## Text block
--------------------

# run automatic maintenance notice repeating



## roodap (Mar 2, 2012)

since last 4 days i get this action center message. if i ask it to do it runs for as much an hour or so and stops saying automatic maintenance delayed.
does it mean i cannot use the computer while it runs maintenance ?
i thought it runs in the background while i use the browser or other programs.


----------



## spunk.funk (May 13, 2010)

You can delay or Schedule Automatic Maintenance to a time when you are not on the computer, like overnight. You can also disable it if you prefer: Run, Stop, Schedule, Disable Automatic Maintenance in Windows 8


----------



## roodap (Mar 2, 2012)

tried running it 3 times and left the computer on.
i get this message only.
start maintenance button does bring back here.


----------



## spunk.funk (May 13, 2010)

Click the link for *Change Maintenance Settings*. under the Run Maintenance button.


----------



## roodap (Mar 2, 2012)

it doesn't look like working in widows 8 computers. checked microsoft page 
which says to free upgrade to windows 8.1
the automatic maintenance goes smoothly in windows 8.1


----------



## Corday (Mar 3, 2010)

--------------------

## Information provided
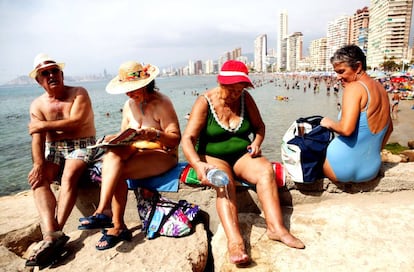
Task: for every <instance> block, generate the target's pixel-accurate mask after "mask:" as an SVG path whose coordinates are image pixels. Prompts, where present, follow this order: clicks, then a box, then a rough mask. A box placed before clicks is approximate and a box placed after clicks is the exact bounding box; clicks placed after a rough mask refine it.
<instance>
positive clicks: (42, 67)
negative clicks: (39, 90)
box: [29, 53, 65, 78]
mask: <svg viewBox="0 0 414 272" xmlns="http://www.w3.org/2000/svg"><path fill="white" fill-rule="evenodd" d="M51 66H59V68H60V70H63V68H64V67H65V64H64V63H57V62H56V61H55V60H53V59H52V58H51V57H49V56H48V55H47V54H44V53H40V54H38V55H37V56H36V57H35V59H34V61H33V70H32V71H31V72H30V74H29V76H30V77H31V78H36V76H37V71H39V70H40V69H43V68H47V67H51Z"/></svg>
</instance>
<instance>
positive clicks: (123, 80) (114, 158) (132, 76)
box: [79, 61, 181, 250]
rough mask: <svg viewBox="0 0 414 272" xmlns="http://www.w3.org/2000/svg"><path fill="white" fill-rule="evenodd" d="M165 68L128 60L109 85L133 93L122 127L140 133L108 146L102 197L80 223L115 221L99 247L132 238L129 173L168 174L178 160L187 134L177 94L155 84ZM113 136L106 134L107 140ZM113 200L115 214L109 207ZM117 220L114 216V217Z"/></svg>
mask: <svg viewBox="0 0 414 272" xmlns="http://www.w3.org/2000/svg"><path fill="white" fill-rule="evenodd" d="M158 73H159V69H158V68H157V67H156V66H154V65H150V64H149V65H146V66H143V65H141V64H140V63H138V62H135V61H128V62H125V63H123V64H122V65H121V67H120V68H119V73H118V76H116V77H115V78H114V79H112V80H111V81H110V82H109V83H108V85H107V86H106V91H107V92H108V93H110V94H122V93H125V94H126V95H127V96H128V97H129V99H128V100H127V101H126V102H125V105H124V107H123V111H122V115H123V117H122V124H121V131H124V130H126V129H127V128H134V129H136V130H137V131H138V132H139V133H138V135H137V136H136V137H135V138H134V140H135V142H134V143H133V144H131V145H129V146H121V147H111V148H108V149H107V151H106V153H105V156H104V159H103V165H102V185H101V194H100V202H99V205H98V208H97V209H96V211H95V213H94V214H93V215H92V216H90V217H86V218H82V219H81V220H80V221H81V225H80V226H79V229H93V228H104V227H111V226H112V223H113V227H111V228H109V229H107V230H106V231H105V232H104V235H103V236H102V238H101V239H100V240H99V241H98V243H97V244H96V249H98V250H104V249H108V248H111V247H113V246H115V245H116V244H117V243H118V242H119V241H121V240H130V239H131V232H130V231H129V230H128V228H127V226H126V224H125V222H124V211H125V206H126V201H127V192H128V187H127V183H126V181H125V180H126V179H142V178H148V177H151V176H156V175H159V174H162V173H164V172H166V171H168V170H169V169H171V168H173V167H174V166H176V165H177V163H178V152H177V150H178V145H179V143H180V139H181V133H180V127H179V123H178V118H177V114H176V112H175V109H174V107H173V104H172V102H171V100H170V99H169V98H168V97H167V96H166V95H164V94H162V93H161V92H159V91H157V90H156V88H155V80H154V79H155V78H156V76H157V75H158ZM111 138H113V136H111V137H108V136H107V137H105V139H104V141H109V140H111ZM111 201H112V213H113V216H112V220H111V217H110V214H108V213H106V212H105V211H107V207H109V206H110V204H111ZM111 221H113V222H111Z"/></svg>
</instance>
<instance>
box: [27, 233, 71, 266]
mask: <svg viewBox="0 0 414 272" xmlns="http://www.w3.org/2000/svg"><path fill="white" fill-rule="evenodd" d="M67 241H69V236H66V235H65V234H63V233H62V235H61V236H59V237H57V238H56V239H55V240H53V241H45V240H43V241H41V242H40V244H39V248H38V249H37V250H35V251H34V252H33V254H32V255H31V256H30V257H29V259H28V260H27V261H26V266H47V265H49V264H51V263H53V262H54V261H55V260H56V258H57V257H58V255H59V254H60V252H61V251H62V250H63V247H64V246H65V244H66V243H67Z"/></svg>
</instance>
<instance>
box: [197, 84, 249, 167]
mask: <svg viewBox="0 0 414 272" xmlns="http://www.w3.org/2000/svg"><path fill="white" fill-rule="evenodd" d="M204 97H205V98H206V100H207V102H208V104H209V109H210V110H209V111H208V116H207V125H206V127H205V128H204V129H203V130H202V131H201V133H200V136H199V139H198V143H197V147H196V149H197V152H198V153H199V154H203V155H209V156H212V157H216V158H219V159H222V160H225V161H227V162H228V163H229V164H230V165H234V164H235V163H236V161H237V160H238V159H239V158H240V157H241V156H243V155H244V154H245V153H246V152H247V146H248V145H250V143H251V140H250V138H249V135H251V134H252V133H253V127H252V126H251V124H250V121H249V118H248V116H247V115H246V116H245V112H244V107H245V105H244V92H243V93H242V95H241V112H240V122H239V124H238V126H237V127H236V128H234V129H231V128H229V127H227V126H225V125H223V124H222V123H221V122H220V120H219V119H218V117H217V114H216V112H215V111H214V107H213V104H212V103H211V101H210V100H209V99H208V97H207V96H205V95H204Z"/></svg>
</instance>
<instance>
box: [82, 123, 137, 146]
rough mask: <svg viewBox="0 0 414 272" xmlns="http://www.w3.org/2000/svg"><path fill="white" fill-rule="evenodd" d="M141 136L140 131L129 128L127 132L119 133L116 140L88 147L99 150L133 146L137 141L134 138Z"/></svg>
mask: <svg viewBox="0 0 414 272" xmlns="http://www.w3.org/2000/svg"><path fill="white" fill-rule="evenodd" d="M139 134H140V131H139V130H136V129H133V128H127V129H126V130H124V131H122V132H121V133H119V134H118V135H117V136H116V137H115V138H113V139H112V140H110V141H109V142H100V143H96V144H95V145H91V146H88V148H97V147H110V146H122V145H131V144H133V143H134V142H135V141H136V140H134V138H135V137H136V136H138V135H139Z"/></svg>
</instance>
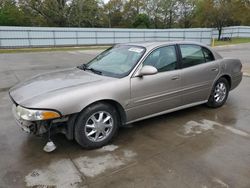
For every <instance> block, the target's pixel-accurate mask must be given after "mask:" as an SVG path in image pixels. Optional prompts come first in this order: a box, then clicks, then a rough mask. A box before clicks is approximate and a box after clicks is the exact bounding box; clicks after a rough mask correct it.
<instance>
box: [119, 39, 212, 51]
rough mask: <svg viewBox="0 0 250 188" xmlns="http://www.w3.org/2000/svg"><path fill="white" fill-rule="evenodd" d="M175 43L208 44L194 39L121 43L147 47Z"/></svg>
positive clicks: (150, 46) (123, 44) (175, 43)
mask: <svg viewBox="0 0 250 188" xmlns="http://www.w3.org/2000/svg"><path fill="white" fill-rule="evenodd" d="M171 44H172V45H173V44H196V45H200V46H204V47H207V46H206V45H204V44H202V43H199V42H193V41H146V42H131V43H123V44H119V45H131V46H141V47H145V48H147V49H152V48H155V47H158V46H163V45H171Z"/></svg>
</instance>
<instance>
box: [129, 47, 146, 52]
mask: <svg viewBox="0 0 250 188" xmlns="http://www.w3.org/2000/svg"><path fill="white" fill-rule="evenodd" d="M128 51H130V52H136V53H141V52H142V51H143V49H141V48H135V47H133V48H129V49H128Z"/></svg>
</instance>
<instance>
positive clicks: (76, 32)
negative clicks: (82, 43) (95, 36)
mask: <svg viewBox="0 0 250 188" xmlns="http://www.w3.org/2000/svg"><path fill="white" fill-rule="evenodd" d="M75 33H76V45H77V46H79V42H78V31H75Z"/></svg>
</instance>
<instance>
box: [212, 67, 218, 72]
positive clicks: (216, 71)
mask: <svg viewBox="0 0 250 188" xmlns="http://www.w3.org/2000/svg"><path fill="white" fill-rule="evenodd" d="M218 70H219V69H218V68H212V69H211V71H213V72H217V71H218Z"/></svg>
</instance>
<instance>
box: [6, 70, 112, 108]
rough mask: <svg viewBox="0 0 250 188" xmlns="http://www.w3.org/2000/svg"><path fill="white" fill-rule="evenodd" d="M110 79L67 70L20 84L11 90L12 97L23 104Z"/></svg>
mask: <svg viewBox="0 0 250 188" xmlns="http://www.w3.org/2000/svg"><path fill="white" fill-rule="evenodd" d="M105 79H110V78H109V77H105V76H101V75H97V74H94V73H92V72H88V71H83V70H80V69H78V68H71V69H65V70H61V71H56V72H50V73H45V74H41V75H38V76H36V77H33V78H31V79H29V80H26V81H24V82H21V83H19V84H18V85H16V86H14V87H13V88H11V89H10V96H11V98H12V99H13V100H14V101H15V103H17V104H20V105H22V103H24V102H26V101H28V100H31V99H33V98H35V97H38V96H41V95H44V96H45V97H46V94H48V93H51V92H54V91H57V90H60V89H66V88H69V89H70V88H71V87H75V86H83V85H84V86H85V85H88V84H93V83H96V82H102V81H103V80H105Z"/></svg>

--------------------

## Required work
1: Please answer these from the forum thread on automatic maintenance:
(a) For how many days has the first poster been getting the action center message?
(b) Where is the link for Change Maintenance Settings located?
(c) What free upgrade does the Microsoft page recommend?
2: Carry on the forum thread about automatic maintenance from its last line.

## Responses by task
1:
(a) 4 days
(b) Under the Run Maintenance button
(c) Windows 8.1

2:
Run  all Windows Updates


----------



## roodap (Mar 2, 2012)

it is set for automatic update and it works nicely.
everyday i check if it has done that.
it is up todate


----------



## spunk.funk (May 13, 2010)

Go to the* Store App* and Windows 8.1 will be offered as a free update, if you have an OEM or Retail version of Windows 8


----------



## roodap (Mar 2, 2012)

instead upgrading windows 8 i have installed windows 8.1 in another partition of the same hdd. it works nicely and it has been treated as upgrade only by MS.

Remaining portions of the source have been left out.